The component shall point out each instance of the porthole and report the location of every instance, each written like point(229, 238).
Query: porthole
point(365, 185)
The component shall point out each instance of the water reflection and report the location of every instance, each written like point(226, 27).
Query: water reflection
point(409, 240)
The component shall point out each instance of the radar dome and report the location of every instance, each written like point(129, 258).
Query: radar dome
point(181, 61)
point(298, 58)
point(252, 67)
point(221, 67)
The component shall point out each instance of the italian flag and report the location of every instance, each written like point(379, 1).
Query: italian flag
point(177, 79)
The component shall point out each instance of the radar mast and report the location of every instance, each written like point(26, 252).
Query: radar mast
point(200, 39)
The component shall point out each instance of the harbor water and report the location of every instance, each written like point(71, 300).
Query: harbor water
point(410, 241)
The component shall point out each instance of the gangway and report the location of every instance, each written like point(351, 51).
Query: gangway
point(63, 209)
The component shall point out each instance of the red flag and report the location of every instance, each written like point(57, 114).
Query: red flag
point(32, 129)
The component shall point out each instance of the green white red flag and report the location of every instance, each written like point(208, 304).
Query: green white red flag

# TASK TO COMPLETE:
Switch every "component" in the entries above to "module" and write out all the entries again with nothing else changed.

# CORRECT ANSWER:
The module shall point out each instance of the porthole and report the location of every instance, each written like point(229, 238).
Query: porthole
point(365, 185)
The module shall point out each instance of the water reflection and report the location of every instance, each written like point(226, 27).
Query: water reflection
point(409, 240)
The module shall point out each instance of the radar dome and report the location of every instance, each written like point(129, 258).
Query: radar dome
point(181, 61)
point(298, 58)
point(252, 67)
point(221, 67)
The module shall point out each instance of the italian flag and report the location of every instance, each written like point(379, 1).
Query: italian flag
point(177, 79)
The module shall point out each instance of the radar mast and report the location of every instance, each written like point(26, 252).
Query: radar mast
point(200, 39)
The module shall point out each instance of the harbor water and report the location of every instance, each written like point(71, 300).
Query: harbor water
point(410, 241)
The module shall point out each instance of the gangway and report the location of every instance, each written like point(351, 51).
Query: gangway
point(63, 209)
The module shall point out each instance of the red flag and report the location of every instance, each written like point(57, 114).
Query: red flag
point(32, 129)
The module shall point out each instance of the green white red flag and report the location of every instance, each written like point(208, 304).
Query: green white red flag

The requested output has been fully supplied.